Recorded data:
* * *

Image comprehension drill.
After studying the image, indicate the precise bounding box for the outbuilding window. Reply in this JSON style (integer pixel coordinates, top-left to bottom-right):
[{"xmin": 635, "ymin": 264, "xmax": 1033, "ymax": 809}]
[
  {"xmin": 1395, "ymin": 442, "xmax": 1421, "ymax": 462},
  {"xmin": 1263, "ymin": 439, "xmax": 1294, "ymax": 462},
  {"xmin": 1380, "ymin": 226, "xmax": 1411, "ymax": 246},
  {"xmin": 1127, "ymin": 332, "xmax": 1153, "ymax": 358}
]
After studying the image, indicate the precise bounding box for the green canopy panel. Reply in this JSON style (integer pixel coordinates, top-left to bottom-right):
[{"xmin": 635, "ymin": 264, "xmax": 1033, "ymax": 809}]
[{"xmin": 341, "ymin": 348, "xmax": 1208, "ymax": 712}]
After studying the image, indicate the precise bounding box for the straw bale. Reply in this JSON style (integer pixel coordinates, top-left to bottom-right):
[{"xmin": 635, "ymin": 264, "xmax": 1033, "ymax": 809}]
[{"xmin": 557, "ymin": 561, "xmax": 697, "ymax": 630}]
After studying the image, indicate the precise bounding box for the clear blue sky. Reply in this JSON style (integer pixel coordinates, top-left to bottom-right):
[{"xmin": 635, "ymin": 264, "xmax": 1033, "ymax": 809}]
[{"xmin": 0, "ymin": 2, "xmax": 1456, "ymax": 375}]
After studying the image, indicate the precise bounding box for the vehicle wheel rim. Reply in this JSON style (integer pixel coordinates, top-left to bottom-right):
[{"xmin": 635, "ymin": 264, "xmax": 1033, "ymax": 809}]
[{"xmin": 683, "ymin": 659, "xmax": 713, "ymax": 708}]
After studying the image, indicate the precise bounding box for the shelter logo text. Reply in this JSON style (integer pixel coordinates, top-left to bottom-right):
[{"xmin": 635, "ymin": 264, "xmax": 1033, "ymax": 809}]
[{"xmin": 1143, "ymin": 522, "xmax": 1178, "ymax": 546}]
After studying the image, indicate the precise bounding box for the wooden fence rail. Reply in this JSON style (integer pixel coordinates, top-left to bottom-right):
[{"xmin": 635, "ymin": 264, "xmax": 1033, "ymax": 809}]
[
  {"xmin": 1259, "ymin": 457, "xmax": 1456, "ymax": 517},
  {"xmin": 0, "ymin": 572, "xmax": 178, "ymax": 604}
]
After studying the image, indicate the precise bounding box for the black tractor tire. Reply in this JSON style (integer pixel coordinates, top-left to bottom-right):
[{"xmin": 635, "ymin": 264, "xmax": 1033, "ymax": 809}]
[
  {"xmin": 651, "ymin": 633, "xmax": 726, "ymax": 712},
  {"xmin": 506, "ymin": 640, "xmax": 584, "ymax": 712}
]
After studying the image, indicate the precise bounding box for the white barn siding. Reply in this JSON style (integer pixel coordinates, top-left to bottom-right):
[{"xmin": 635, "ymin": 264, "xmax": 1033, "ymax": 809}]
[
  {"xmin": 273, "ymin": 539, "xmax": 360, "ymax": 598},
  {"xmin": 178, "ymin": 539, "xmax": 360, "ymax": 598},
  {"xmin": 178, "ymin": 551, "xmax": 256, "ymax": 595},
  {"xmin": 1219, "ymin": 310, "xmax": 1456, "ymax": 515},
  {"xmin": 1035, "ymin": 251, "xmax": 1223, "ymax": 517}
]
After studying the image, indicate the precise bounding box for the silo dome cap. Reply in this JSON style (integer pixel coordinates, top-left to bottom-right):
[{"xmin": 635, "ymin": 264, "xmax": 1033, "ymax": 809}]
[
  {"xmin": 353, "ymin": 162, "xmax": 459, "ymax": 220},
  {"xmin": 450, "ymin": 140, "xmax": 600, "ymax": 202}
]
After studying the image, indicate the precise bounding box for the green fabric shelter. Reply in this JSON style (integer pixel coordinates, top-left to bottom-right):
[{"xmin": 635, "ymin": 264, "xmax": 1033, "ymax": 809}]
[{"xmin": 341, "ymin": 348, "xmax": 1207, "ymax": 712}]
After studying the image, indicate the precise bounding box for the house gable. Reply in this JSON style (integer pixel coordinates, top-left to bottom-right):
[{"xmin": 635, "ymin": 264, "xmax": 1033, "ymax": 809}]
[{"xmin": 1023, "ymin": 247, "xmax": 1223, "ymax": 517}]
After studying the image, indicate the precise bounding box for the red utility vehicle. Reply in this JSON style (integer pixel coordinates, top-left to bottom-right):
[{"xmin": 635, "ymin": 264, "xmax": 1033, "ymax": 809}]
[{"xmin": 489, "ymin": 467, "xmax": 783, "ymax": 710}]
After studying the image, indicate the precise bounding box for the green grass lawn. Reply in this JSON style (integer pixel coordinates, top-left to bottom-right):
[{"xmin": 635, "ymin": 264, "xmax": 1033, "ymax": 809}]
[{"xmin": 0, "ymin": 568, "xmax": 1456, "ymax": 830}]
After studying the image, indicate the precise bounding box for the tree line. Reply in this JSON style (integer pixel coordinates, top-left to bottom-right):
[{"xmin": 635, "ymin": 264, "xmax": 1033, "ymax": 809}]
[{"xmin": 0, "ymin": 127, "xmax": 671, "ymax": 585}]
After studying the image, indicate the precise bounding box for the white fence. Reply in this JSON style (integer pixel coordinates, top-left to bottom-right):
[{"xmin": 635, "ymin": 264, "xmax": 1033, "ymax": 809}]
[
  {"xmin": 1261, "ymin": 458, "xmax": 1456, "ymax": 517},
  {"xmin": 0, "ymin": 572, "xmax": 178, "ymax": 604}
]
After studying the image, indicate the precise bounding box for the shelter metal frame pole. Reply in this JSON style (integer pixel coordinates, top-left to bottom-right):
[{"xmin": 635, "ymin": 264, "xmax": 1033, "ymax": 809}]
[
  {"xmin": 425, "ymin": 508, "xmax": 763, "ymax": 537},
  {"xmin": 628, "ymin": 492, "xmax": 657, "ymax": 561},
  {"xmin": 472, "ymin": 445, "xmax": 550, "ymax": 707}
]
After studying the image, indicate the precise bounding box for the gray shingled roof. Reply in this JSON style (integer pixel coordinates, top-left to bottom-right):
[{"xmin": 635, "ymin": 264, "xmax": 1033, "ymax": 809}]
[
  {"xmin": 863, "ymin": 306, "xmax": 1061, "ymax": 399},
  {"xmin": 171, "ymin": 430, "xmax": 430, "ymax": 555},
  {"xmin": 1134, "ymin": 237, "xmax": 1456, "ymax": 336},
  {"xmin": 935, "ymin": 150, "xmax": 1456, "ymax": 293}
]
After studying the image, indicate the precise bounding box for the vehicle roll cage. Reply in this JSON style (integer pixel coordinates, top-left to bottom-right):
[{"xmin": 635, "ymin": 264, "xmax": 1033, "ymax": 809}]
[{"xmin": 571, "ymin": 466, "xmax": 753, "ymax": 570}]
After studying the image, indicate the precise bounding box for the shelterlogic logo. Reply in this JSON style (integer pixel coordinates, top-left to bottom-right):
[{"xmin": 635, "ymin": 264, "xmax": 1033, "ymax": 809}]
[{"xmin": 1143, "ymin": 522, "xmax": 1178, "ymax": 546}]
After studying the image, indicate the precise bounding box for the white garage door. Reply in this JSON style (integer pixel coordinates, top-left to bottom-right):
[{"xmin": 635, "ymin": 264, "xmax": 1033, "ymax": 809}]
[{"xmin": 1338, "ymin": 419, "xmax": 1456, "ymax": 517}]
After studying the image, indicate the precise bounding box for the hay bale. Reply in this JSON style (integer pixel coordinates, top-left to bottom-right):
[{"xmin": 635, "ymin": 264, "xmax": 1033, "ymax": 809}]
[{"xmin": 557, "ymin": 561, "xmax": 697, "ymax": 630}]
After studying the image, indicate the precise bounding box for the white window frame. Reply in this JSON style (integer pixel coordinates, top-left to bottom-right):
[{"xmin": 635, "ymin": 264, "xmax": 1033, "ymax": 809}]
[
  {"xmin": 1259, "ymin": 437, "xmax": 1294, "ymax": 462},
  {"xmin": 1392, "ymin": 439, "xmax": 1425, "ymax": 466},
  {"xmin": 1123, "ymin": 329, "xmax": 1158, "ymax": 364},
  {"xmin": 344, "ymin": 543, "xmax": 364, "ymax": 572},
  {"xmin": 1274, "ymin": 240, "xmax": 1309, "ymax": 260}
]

* * *

Find every line of the records that contains the word "fence" and copy each one. Treat case as significant.

After studying the image, indicate the precise bounding box for the wooden fence rail. Reply in this JSON style (integer pixel coordinates, top-left to bottom-right):
After studying the image, indicate the precise bounding box for the white fence. Reply in this JSON style (integer pixel coordinates, top-left to bottom-right):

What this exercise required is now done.